Every record, apart from its pictures, should be repeated exactly.

Start of Block

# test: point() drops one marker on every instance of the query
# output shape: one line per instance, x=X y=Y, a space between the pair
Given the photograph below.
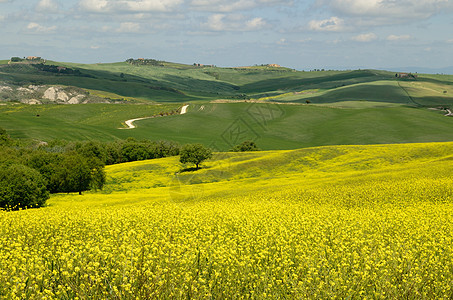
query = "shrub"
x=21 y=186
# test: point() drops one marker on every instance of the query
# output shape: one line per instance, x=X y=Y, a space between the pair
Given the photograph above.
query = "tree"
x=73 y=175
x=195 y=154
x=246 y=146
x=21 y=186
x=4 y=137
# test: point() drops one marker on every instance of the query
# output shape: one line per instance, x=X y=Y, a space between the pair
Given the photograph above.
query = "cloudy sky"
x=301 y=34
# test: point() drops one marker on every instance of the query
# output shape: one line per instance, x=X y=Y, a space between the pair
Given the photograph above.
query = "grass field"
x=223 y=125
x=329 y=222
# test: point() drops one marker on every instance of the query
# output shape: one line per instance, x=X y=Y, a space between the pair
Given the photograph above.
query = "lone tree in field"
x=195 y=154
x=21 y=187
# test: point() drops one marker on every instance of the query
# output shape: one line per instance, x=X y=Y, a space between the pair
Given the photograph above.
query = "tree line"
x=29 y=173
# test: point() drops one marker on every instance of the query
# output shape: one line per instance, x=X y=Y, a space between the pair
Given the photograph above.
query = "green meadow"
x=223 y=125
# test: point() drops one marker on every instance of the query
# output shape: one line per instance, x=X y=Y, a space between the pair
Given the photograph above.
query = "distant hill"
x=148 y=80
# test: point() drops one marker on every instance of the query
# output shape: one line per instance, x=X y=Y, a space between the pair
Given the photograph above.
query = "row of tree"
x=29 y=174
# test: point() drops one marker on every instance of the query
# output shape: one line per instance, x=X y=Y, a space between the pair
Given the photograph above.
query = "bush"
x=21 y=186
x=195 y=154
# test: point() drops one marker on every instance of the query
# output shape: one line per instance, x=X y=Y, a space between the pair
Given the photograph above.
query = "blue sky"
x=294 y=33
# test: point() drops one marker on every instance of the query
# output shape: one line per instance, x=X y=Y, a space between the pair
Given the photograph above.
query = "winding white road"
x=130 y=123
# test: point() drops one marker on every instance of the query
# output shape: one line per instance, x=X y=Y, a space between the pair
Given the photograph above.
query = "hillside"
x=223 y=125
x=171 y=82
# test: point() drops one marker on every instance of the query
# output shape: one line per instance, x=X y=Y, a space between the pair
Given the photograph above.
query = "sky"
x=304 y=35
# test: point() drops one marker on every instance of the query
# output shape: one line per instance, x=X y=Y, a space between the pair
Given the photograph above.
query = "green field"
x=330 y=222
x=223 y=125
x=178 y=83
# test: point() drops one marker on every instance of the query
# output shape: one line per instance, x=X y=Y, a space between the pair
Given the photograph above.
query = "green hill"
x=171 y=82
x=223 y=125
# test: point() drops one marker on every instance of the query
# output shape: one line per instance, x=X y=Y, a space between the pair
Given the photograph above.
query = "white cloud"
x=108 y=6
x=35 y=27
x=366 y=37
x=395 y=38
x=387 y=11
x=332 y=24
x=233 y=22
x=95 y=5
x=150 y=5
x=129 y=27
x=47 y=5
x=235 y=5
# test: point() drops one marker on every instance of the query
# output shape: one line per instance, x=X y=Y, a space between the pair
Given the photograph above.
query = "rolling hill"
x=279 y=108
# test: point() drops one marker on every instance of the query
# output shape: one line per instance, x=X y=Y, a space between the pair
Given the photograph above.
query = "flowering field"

End of Block

Task result =>
# test: point() drops one marker on every instance of the query
# output shape: one line per instance, x=X y=Y, a space between the pair
Given the photograph below.
query = "shrub"
x=21 y=186
# test: point() drops one marker on every instance of the query
# output shape: one line per instance, x=X y=Y, a space between the pair
Given the photograph above.
query = "tree"
x=73 y=175
x=195 y=154
x=246 y=146
x=21 y=186
x=4 y=137
# test: point() drops one marker on every instance of the query
# output shape: one line per instance, x=X y=Y, a space between the pair
Given the photograph above.
query = "cloudy sky"
x=301 y=34
# test: point() drops one marker on every instance of the query
# output shape: one line per instance, x=X y=Y, a space between the pair
Given the photograph above.
query = "grass field"
x=223 y=125
x=329 y=222
# test: point() drops one marker on every instance of the query
# output shape: one line per instance, x=X y=Y, a space between the pair
Given the photograph above.
query = "lone tree in field"
x=195 y=154
x=21 y=187
# test: point() drops one marker on every instance of the query
# output shape: one line per instance, x=X y=Y, a space between the pair
Given the photograph above.
query = "tree line"
x=29 y=173
# test: point() drops one marker on every instance of the query
# output shape: one line per instance, x=X y=Y, a space between the pair
Given the photograph above.
query = "green meadow"
x=223 y=125
# test: point() drops one marker on every instance of the query
# output shape: one line per instance, x=X y=Y, a space between the pair
Given the photograph above.
query = "distant hill"
x=148 y=80
# test: point() drops one marker on every instance of the query
# output shape: one line per instance, x=X y=Y, a space between the pair
Given the photograph above.
query = "row of tree"
x=29 y=174
# test: point() drops one marker on every instance of the query
# output shape: one line per instance, x=X y=Y, a space between the pair
Given the photograph above.
query = "bush"
x=21 y=186
x=195 y=154
# test: point() drops one marker on every instance of the query
# output shape: one line per instance, x=X y=Y, a space between the pair
Given the photograph above.
query = "blue sky"
x=294 y=33
# test: point() drops one marker on every instance of the query
# output shape: one line per instance, x=X y=Y, a space between the pair
Given the photograph above.
query = "winding white road"
x=130 y=123
# test: point() drops one marker on every instance of the query
# output shape: one line per instance, x=X y=Y, a space between the pair
Given the photograph above.
query = "hillside"
x=223 y=125
x=171 y=82
# test: point() drops one marker on every instance of the query
# output shape: one line per instance, x=X y=Y, a space between the pair
Given the photograph above.
query = "sky"
x=304 y=35
# test: point() drops one marker on every instance of the query
# output shape: one line per instance, x=X y=Y, a space between the pair
Given the photograph above.
query = "green field"
x=330 y=222
x=223 y=125
x=178 y=83
# test: point() drops one marker on every instance of the query
# output shape: one line per instance, x=X y=Y, a space between the pair
Given the photograph above.
query = "green hill"
x=171 y=82
x=223 y=125
# test: point() drops one marker on every instance of the query
# output shape: one line per instance, x=X y=Y, a space between the pair
Given the photograph above.
query = "white cloud"
x=108 y=6
x=35 y=27
x=366 y=37
x=395 y=38
x=387 y=11
x=332 y=24
x=233 y=22
x=95 y=5
x=150 y=5
x=129 y=27
x=47 y=5
x=235 y=5
# test: point() drops one marker on every instance of the query
# output shape: one line per instance, x=X y=Y, a space between the pair
Given the photograph above.
query = "rolling hill"
x=279 y=108
# test: point() drops one marker on every instance of the query
# output shape: one line per instance, x=X y=Y, a space between the pair
Given the photograph above.
query = "flowering field"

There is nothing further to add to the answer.